- Directions -
Rename "van roof" to "vehicle roof" in the entries from the line that contains "is any white" through the end of the entries, inclusive. Write out only those lines, with nothing else changed.

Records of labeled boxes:

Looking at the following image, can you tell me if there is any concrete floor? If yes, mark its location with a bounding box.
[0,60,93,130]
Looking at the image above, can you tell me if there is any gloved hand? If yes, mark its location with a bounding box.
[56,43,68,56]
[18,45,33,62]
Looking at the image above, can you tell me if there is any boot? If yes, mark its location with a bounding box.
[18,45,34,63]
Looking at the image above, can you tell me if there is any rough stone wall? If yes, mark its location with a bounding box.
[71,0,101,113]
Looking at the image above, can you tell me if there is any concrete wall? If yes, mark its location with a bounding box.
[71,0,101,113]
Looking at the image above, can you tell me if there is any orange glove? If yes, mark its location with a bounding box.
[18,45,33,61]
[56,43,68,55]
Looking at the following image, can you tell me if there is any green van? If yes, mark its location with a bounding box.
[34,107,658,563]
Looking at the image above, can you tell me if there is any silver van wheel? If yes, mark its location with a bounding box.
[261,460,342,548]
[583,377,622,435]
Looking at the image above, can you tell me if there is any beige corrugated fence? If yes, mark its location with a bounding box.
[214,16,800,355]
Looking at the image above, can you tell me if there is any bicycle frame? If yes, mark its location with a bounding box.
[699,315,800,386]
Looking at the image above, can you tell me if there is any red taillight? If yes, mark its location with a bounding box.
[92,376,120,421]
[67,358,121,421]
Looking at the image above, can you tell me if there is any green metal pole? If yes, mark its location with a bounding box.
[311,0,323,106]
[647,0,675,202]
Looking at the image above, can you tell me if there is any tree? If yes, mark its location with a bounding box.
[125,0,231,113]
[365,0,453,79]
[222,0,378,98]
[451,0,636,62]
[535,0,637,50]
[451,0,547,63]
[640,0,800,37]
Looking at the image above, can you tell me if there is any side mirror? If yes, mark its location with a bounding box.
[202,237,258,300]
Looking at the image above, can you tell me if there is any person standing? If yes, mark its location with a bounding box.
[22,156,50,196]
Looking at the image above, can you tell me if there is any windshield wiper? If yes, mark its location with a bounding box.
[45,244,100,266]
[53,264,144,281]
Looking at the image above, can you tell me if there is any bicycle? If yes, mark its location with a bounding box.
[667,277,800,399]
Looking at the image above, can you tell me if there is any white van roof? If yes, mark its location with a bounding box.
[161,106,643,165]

- Finished answer -
Looking at the image above, can you tell me if there is any white vehicle roof? If yes, mark its location with a bounding box.
[161,106,643,165]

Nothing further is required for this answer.